Exercise instructions -
Your answer must be the line holding "Query: truck mudflap" followed by every later line through the end of the entries, exactly as written.

-*-*-

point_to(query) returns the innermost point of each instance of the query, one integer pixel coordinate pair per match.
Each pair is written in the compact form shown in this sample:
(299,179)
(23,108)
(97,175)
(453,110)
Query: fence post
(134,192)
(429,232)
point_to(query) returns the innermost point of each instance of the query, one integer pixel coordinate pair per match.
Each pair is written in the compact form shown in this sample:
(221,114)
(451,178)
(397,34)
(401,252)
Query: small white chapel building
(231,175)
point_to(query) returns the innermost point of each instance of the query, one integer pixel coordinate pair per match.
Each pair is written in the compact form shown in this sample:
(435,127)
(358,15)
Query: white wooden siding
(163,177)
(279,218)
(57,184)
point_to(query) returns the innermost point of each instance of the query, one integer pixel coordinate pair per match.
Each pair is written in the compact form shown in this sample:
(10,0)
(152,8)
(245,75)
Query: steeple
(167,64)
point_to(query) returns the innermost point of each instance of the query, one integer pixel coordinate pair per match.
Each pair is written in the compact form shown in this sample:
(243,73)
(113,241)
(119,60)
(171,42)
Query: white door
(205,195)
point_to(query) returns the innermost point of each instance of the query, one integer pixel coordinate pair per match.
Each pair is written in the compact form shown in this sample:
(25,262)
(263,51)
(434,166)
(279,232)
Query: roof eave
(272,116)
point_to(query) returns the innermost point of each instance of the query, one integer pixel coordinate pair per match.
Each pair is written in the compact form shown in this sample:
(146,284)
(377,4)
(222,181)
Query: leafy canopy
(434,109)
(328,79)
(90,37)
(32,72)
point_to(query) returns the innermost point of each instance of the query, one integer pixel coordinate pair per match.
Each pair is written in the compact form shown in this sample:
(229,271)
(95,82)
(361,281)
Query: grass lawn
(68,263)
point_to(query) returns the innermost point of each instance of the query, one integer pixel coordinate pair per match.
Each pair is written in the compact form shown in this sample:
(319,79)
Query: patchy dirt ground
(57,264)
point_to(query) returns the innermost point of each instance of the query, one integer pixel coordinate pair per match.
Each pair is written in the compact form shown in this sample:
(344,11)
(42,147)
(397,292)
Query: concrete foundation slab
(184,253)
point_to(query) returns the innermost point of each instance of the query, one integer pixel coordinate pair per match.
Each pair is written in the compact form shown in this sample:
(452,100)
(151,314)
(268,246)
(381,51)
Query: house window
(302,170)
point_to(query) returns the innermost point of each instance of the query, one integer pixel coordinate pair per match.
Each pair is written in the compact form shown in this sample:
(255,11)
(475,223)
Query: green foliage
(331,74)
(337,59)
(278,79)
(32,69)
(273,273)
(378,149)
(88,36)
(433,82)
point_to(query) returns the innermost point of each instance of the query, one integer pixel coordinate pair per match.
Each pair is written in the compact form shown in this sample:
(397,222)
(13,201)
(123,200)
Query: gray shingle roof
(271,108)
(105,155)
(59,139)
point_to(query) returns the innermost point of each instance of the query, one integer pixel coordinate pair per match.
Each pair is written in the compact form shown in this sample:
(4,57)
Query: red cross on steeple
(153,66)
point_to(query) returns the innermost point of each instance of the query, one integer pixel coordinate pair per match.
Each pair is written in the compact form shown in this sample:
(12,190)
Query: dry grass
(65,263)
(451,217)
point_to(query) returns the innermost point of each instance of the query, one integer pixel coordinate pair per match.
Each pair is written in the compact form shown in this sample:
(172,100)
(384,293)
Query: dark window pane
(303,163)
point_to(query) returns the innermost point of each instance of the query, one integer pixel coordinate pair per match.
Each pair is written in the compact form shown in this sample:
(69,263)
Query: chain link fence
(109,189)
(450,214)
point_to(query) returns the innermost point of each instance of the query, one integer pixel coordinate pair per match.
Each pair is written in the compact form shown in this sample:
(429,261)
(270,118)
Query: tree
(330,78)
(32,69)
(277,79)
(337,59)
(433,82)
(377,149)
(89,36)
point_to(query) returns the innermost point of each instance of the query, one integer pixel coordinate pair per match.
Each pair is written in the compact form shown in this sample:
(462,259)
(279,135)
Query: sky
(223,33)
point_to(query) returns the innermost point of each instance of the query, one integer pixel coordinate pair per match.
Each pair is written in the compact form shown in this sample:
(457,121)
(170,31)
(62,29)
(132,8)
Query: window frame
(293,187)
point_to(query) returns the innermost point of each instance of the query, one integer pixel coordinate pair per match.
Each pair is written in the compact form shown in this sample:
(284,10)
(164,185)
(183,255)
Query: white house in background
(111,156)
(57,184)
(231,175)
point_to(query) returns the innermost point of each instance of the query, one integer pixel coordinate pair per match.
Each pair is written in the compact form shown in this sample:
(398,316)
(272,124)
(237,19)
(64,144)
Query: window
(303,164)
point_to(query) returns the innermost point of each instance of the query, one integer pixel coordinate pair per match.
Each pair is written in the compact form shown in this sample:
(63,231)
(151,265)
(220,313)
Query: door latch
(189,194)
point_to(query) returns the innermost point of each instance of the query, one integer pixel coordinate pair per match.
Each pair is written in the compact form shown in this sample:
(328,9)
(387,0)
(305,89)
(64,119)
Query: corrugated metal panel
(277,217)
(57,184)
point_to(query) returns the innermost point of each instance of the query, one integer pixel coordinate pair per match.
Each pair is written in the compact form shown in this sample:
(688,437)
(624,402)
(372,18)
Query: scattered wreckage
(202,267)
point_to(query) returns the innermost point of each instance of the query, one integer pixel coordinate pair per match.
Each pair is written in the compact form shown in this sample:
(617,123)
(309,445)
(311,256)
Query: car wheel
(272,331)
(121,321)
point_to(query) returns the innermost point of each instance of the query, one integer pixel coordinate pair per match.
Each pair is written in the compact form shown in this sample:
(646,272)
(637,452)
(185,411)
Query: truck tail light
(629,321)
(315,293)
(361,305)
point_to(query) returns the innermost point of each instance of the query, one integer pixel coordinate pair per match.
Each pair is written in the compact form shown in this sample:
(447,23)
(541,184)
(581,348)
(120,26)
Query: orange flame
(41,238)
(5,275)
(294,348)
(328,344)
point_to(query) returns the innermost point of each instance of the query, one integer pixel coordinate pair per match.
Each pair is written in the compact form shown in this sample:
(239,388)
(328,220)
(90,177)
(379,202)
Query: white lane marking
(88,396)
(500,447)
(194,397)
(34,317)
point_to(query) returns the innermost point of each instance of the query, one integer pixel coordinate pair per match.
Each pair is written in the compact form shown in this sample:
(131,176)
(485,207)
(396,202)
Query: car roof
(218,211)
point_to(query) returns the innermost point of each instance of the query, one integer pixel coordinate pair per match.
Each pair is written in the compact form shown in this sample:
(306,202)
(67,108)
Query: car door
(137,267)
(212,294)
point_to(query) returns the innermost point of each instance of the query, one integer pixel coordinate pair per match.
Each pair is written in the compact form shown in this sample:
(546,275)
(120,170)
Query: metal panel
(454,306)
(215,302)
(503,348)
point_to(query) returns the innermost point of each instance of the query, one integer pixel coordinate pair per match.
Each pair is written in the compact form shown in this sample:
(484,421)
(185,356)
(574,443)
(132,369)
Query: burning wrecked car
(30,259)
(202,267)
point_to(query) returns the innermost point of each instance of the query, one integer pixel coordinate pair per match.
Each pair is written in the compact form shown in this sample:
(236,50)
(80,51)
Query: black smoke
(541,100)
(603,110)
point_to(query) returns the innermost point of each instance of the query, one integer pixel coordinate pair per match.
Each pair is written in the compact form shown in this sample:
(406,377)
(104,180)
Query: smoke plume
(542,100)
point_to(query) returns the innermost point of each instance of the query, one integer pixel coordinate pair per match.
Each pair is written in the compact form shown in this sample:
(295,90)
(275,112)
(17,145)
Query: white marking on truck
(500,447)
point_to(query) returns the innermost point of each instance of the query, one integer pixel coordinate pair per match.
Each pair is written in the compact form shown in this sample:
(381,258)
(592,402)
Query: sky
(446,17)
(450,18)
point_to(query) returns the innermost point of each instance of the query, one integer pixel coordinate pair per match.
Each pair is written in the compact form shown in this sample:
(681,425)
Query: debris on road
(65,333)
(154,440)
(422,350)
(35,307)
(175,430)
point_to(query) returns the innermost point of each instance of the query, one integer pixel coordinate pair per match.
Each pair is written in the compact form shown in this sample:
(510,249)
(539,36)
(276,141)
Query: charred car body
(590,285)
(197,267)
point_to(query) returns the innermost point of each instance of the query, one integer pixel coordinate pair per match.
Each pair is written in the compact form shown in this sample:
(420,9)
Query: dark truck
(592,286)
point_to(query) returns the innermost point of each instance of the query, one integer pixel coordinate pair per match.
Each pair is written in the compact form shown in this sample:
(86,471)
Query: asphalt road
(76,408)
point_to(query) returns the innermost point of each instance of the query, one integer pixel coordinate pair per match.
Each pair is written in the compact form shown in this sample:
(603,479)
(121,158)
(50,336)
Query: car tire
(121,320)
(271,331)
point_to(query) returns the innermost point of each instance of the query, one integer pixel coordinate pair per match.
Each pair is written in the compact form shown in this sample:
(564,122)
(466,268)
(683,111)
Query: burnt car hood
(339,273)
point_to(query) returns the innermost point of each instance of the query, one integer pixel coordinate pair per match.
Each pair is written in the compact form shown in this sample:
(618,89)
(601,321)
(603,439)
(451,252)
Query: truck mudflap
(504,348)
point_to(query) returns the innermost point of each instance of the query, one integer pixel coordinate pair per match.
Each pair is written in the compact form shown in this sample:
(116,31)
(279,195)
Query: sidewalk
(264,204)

-*-*-

Written reply -
Query: truck mudflap
(504,348)
point_to(query) returns the innermost point of each instance of the query, one integer pixel coordinate pair per match.
Each pair is written in the compact form shown in this sample:
(116,31)
(279,195)
Query: sidewalk
(264,204)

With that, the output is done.